> _What to do_:
Start your answer with the line containing "the dove's head." and end it with the last line of the records below, retyping every line between exactly and adding nothing.

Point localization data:
Content starts

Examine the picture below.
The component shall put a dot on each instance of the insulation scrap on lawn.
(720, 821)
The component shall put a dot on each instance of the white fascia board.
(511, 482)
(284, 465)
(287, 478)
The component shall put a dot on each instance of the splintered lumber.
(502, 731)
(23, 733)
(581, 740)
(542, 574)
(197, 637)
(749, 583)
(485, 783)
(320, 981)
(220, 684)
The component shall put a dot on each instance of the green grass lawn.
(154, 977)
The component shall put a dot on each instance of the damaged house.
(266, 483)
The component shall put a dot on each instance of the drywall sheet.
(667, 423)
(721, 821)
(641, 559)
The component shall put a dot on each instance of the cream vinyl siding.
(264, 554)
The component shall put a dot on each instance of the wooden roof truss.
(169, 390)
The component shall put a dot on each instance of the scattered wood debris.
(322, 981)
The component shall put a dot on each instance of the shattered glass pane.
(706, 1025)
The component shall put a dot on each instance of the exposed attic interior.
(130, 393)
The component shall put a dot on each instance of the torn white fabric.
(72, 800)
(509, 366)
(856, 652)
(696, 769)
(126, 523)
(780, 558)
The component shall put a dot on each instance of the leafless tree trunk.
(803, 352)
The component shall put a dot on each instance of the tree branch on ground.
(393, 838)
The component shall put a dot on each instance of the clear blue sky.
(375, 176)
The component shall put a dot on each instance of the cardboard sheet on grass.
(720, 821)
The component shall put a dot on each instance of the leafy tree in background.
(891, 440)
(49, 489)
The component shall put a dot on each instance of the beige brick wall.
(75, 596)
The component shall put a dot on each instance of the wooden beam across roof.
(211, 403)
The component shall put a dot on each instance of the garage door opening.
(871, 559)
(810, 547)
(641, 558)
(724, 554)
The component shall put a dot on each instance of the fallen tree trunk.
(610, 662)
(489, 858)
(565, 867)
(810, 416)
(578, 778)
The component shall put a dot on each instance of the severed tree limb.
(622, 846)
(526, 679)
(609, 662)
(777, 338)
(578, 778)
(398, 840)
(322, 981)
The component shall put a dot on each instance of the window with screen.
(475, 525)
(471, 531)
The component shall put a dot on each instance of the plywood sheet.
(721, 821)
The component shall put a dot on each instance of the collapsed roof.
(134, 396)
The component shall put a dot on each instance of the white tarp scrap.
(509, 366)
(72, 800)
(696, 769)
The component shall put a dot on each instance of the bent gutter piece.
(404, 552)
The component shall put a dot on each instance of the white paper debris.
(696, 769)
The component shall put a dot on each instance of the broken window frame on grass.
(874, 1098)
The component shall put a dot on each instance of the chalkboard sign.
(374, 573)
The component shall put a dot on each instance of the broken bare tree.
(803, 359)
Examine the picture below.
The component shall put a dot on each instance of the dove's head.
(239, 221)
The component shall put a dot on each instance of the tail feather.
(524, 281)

Content ends

> _Solution to the problem_:
The component shall put a dot on each instance of the dove's head.
(239, 221)
The component shall put a dot on each instance of the tail feather.
(524, 281)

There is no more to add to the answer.